• **REQUIREMENTS**:
Give each line of the material below as a row of a Markdown table with the columns "Number" and "Entry", numbering the rows in order and leaving out blank lines.

• **MATERIAL**:
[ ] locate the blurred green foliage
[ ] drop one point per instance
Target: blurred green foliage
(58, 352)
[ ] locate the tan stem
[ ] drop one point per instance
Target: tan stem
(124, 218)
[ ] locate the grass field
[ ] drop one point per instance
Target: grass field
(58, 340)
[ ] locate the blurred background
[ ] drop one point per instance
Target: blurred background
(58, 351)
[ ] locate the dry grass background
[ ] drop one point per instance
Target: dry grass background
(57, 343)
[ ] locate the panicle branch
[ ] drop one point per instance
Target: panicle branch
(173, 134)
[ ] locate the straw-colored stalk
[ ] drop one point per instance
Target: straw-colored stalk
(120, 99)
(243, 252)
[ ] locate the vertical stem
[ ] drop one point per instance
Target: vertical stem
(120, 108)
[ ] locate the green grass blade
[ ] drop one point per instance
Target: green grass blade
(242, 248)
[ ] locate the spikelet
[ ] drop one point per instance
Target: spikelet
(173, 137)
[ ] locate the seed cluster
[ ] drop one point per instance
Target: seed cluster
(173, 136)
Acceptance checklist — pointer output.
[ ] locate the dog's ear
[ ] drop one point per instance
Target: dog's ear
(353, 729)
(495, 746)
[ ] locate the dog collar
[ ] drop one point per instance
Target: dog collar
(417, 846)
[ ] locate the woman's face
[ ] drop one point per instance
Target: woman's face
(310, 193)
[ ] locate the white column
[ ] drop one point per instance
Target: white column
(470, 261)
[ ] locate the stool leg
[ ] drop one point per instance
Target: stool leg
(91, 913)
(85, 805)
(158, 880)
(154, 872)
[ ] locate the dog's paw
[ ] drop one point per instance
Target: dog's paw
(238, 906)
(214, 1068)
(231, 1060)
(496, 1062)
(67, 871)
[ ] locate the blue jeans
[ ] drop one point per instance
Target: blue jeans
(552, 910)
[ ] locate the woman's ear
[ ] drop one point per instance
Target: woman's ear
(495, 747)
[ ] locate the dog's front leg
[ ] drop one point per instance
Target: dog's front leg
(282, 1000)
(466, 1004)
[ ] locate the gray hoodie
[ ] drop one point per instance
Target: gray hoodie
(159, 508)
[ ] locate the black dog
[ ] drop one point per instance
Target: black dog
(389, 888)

• **WRITTEN SOLUTION**:
| Number | Entry |
|---|---|
| 1 | [ ] locate the blurred green foliage |
| 2 | [ ] drop one point per instance |
| 3 | Target: blurred green foliage |
| 4 | (58, 352) |
| 5 | [ ] locate the tan stem |
| 6 | [ ] drop one point per instance |
| 7 | Target: tan stem |
| 8 | (124, 218) |
| 9 | [ ] locate the grass field |
| 10 | [ ] drop one point per instance |
| 11 | Target: grass field |
| 12 | (58, 340) |
| 13 | [ ] locate the blurred background |
| 14 | [ ] drop one point per instance |
| 15 | Target: blurred background |
| 16 | (58, 351) |
| 17 | [ ] locate the dry grass background |
| 18 | [ ] drop one point per instance |
| 19 | Target: dry grass background |
| 20 | (57, 343) |
| 21 | [ ] locate the panicle branch |
| 22 | [ ] drop one point per instance |
| 23 | Target: panicle branch |
| 24 | (173, 134) |
| 25 | [ ] locate the straw-colored stalk |
| 26 | [ ] drop one point per instance |
| 27 | Target: straw-colored stalk |
| 28 | (120, 99) |
| 29 | (243, 252) |
| 30 | [ ] locate the vertical stem |
| 31 | [ ] drop one point per instance |
| 32 | Target: vertical stem |
| 33 | (120, 108) |
| 34 | [ ] locate the green grass blade |
| 35 | [ ] drop one point per instance |
| 36 | Target: green grass blade |
| 37 | (242, 248) |
| 38 | [ ] locate the spikelet |
| 39 | [ ] drop one point per instance |
| 40 | Target: spikelet |
| 41 | (173, 137) |
| 42 | [ ] locate the seed cluster |
| 43 | [ ] drop one point per instance |
| 44 | Target: seed cluster |
| 45 | (173, 136) |
| 46 | Acceptance checklist — pointer output. |
| 47 | [ ] locate the dog's ear |
| 48 | [ ] drop one point per instance |
| 49 | Target: dog's ear |
| 50 | (353, 729) |
| 51 | (495, 746) |
| 52 | [ ] locate the dog collar |
| 53 | [ ] drop one point per instance |
| 54 | Target: dog collar |
| 55 | (417, 846) |
| 56 | [ ] locate the woman's face |
| 57 | [ ] drop one point per instance |
| 58 | Target: woman's face |
| 59 | (310, 193) |
| 60 | [ ] locate the white column |
| 61 | [ ] drop one point per instance |
| 62 | Target: white column |
| 63 | (470, 261) |
| 64 | [ ] locate the stool leg |
| 65 | [ ] drop one point per instance |
| 66 | Target: stool leg |
| 67 | (91, 913) |
| 68 | (85, 805) |
| 69 | (158, 880) |
| 70 | (154, 872) |
| 71 | [ ] locate the dog's paw |
| 72 | [ ] drop one point per instance |
| 73 | Target: dog's paw |
| 74 | (238, 906) |
| 75 | (214, 1068) |
| 76 | (231, 1060) |
| 77 | (496, 1062) |
| 78 | (67, 871) |
| 79 | [ ] locate the blue jeans |
| 80 | [ ] drop one point per instance |
| 81 | Target: blue jeans |
| 82 | (552, 910) |
| 83 | [ ] locate the woman's ear |
| 84 | [ ] drop one point per instance |
| 85 | Target: woman's ear |
| 86 | (495, 747) |
| 87 | [ ] locate the dog's front leg |
| 88 | [ ] drop one point per instance |
| 89 | Target: dog's front leg |
| 90 | (282, 1000) |
| 91 | (466, 1004) |
| 92 | [ ] locate the gray hoodie |
| 93 | [ ] drop one point per instance |
| 94 | Target: gray hoodie |
| 95 | (159, 508) |
| 96 | [ ] locate the black dog |
| 97 | [ ] drop one point per instance |
| 98 | Target: black dog |
| 99 | (389, 888) |